## Begin Document passage

The center 10 is formed by crosslinking a rubber composition. Examples of base rubbers for use in the rubber composition include polybutadienes, polyisoprenes, styrene-butadiene copolymers, ethylene-propylene-diene copolymers, and natural rubbers. Two or more rubbers may be used in combination. In light of resilience performance, polybutadienes are preferred, and high-cis polybutadienes are particularly preferred.
Preferably, the rubber composition of the center 10 includes a co-crosslinking agent. Examples of preferable co-crosslinking agents in light of resilience performance include zinc acrylate, magnesium acrylate, zinc methacrylate, and magnesiummethacrylate. Preferably, the rubber composition includes an organic peroxide together with a co-crosslinking agent. Examples of preferable organic peroxides include dicumyl peroxide, 1,1-bis(t-butylperoxy)-3,3,5-trimethylcyclohexane, 2,5-dimethyl-2,5-di(t-butylperoxy)hexane, and di-t-butyl peroxide. Preferably, the rubber composition includes a sulfur compound.
According to need, various additives such as a filler, sulfur, a vulcanization accelerator, an anti-aging agent, a coloring agent, a plasticizer, a dispersant, and the like are included in the rubber composition of the center 10 in an adequate amount. Synthetic resin powder or crosslinked rubber powder may also be included in the rubber composition.

## End Document passage
## Begin Listed entries

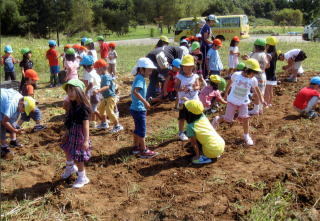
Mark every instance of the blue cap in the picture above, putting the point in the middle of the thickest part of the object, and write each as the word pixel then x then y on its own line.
pixel 315 80
pixel 52 42
pixel 8 49
pixel 176 63
pixel 84 39
pixel 184 41
pixel 87 60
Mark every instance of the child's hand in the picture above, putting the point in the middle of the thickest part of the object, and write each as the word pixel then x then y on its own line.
pixel 85 145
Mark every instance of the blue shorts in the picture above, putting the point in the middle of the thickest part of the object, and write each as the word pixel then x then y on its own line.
pixel 54 69
pixel 34 115
pixel 140 122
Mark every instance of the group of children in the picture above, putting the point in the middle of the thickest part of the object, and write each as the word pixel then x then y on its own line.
pixel 95 96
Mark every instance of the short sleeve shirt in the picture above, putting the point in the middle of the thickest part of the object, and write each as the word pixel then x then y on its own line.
pixel 106 80
pixel 52 56
pixel 304 96
pixel 240 89
pixel 212 143
pixel 139 82
pixel 9 104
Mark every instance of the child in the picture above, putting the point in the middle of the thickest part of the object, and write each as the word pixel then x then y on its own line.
pixel 25 64
pixel 206 142
pixel 271 71
pixel 71 65
pixel 8 61
pixel 261 56
pixel 104 48
pixel 211 92
pixel 187 85
pixel 52 55
pixel 168 87
pixel 92 82
pixel 198 56
pixel 241 83
pixel 91 51
pixel 233 54
pixel 139 106
pixel 76 142
pixel 307 99
pixel 112 59
pixel 108 104
pixel 213 58
pixel 294 58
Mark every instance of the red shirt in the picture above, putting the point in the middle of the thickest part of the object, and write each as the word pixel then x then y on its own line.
pixel 52 56
pixel 172 81
pixel 304 96
pixel 104 50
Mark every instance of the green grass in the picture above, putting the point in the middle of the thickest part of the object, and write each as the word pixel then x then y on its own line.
pixel 274 206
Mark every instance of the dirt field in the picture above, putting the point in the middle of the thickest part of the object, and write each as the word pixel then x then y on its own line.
pixel 168 187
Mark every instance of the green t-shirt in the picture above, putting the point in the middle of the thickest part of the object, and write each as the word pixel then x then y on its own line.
pixel 212 143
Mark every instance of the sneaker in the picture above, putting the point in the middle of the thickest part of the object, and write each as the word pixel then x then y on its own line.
pixel 183 136
pixel 38 127
pixel 136 150
pixel 117 128
pixel 148 154
pixel 103 126
pixel 215 122
pixel 202 160
pixel 81 181
pixel 15 143
pixel 69 170
pixel 248 140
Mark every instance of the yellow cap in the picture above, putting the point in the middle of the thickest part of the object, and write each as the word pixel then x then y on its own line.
pixel 215 78
pixel 253 64
pixel 187 60
pixel 194 106
pixel 272 40
pixel 29 104
pixel 164 38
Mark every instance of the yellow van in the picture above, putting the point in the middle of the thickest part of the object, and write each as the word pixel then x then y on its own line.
pixel 228 27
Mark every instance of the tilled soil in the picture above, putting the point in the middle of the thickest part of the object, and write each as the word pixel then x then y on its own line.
pixel 169 187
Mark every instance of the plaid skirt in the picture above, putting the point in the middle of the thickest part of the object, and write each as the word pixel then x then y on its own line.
pixel 73 144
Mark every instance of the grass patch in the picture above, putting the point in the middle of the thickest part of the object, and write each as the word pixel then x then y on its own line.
pixel 166 133
pixel 273 206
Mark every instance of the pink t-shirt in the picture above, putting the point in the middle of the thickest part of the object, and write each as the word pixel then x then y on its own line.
pixel 72 69
pixel 207 94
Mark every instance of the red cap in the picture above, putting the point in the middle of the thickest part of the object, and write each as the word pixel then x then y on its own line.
pixel 32 74
pixel 217 42
pixel 236 38
pixel 101 63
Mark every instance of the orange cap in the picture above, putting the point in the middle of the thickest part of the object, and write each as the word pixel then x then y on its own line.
pixel 236 38
pixel 112 44
pixel 76 46
pixel 32 74
pixel 101 63
pixel 217 42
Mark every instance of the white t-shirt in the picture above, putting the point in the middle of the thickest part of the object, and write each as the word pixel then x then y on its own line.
pixel 291 54
pixel 94 78
pixel 187 82
pixel 233 58
pixel 240 89
pixel 111 59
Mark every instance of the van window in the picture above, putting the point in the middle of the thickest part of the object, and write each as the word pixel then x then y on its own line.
pixel 183 25
pixel 229 22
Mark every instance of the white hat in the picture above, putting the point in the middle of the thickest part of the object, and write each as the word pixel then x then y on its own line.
pixel 143 63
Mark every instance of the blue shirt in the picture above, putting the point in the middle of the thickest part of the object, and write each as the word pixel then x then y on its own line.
pixel 107 80
pixel 139 82
pixel 9 104
pixel 215 63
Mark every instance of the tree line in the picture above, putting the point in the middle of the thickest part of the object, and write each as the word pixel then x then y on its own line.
pixel 40 17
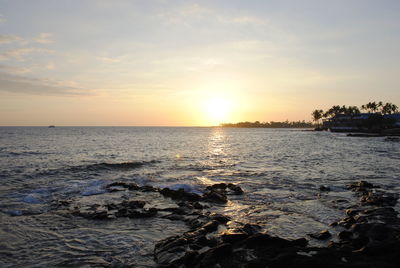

## End Listed entries

** Goal 1 **
Please reproduce the passage on the center's rubber composition word for word, starting at "Preferably, the rubber composition of" and ending at "a sulfur compound.".
** Goal 2 **
Answer these questions using the passage on the center's rubber composition:
(a) Which polybutadienes does it name as particularly preferred?
(b) What does it say the rubber composition preferably includes together with a co-crosslinking agent?
(c) Which two kinds of powder may also be included in the rubber composition?
** Goal 3 **
Write the next part of the passage on the center's rubber composition, picking up after its final sentence.

** Task result 1 **
Preferably, the rubber composition of the center 10 includes a co-crosslinking agent. Examples of preferable co-crosslinking agents in light of resilience performance include zinc acrylate, magnesium acrylate, zinc methacrylate, and magnesiummethacrylate. Preferably, the rubber composition includes an organic peroxide together with a co-crosslinking agent. Examples of preferable organic peroxides include dicumyl peroxide, 1,1-bis(t-butylperoxy)-3,3,5-trimethylcyclohexane, 2,5-dimethyl-2,5-di(t-butylperoxy)hexane, and di-t-butyl peroxide. Preferably, the rubber composition includes a sulfur compound.

** Task result 2 **
(a) High-cis polybutadienes.
(b) An organic peroxide.
(c) Synthetic resin powder and crosslinked rubber powder.

** Task result 3 **
In the present embodiment, the center 10 is more flexible than the inner envelope layer 12. The center 10 can suppress spin. The center 10 preferably has a diameter of 10 mm or greater but 20 mm or less. In the golf ball 2 that includes the center 10 having a diameter of 10 mm or greater, spin can be suppressed. In this respect, the diameter is more preferably equal to or greater than 12 mm and particularly preferably equal to or greater than 14 mm. The golf ball 2 that includes the center 10 having a diameter of 20 mm or less has excellent resilience performance although the center 10 is flexible. In this respect, the diameter is more preferably equal to or less than 18 mm and particularly preferably equal to or less than 16 mm.
The inner envelope layer 12 is formed by crosslinking a rubber composition. The rubber composition includes:
(a) a base rubber;
(b) a co-crosslinking agent;
(c) a crosslinking initiator; and
(d) an acid and/or a salt.
Examples of the base rubber (a) include polybutadienes, polyisoprenes, styrene-butadiene copolymers, ethylene-propylene-diene copolymers, and natural rubbers. In light of resilience performance, polybutadienes are preferred. When a polybutadiene and another rubber are used in combination, it is preferred that the polybutadiene is included as a principal component. Specifically, the proportion of the polybutadiene to the entire base rubber is preferably equal to or greater than 50% by weight and more preferably equal to or greater than 80% by weight. The proportion of cis-1,4 bonds in the polybutadiene is preferably equal to or greater than 40% by weight and more preferably equal to or greater than 80% by weight.
A polybutadiene in which the proportion of 1,2-vinyl bonds is equal to or less than 2.0% by weight is preferred. The polybutadiene can contribute to the resilience performance of the golf ball 2. In this respect, the proportion of 1,2-vinyl bonds is preferably equal to or less than 1.7% by weight and particularly preferably equal to or less than 1.5% by weight.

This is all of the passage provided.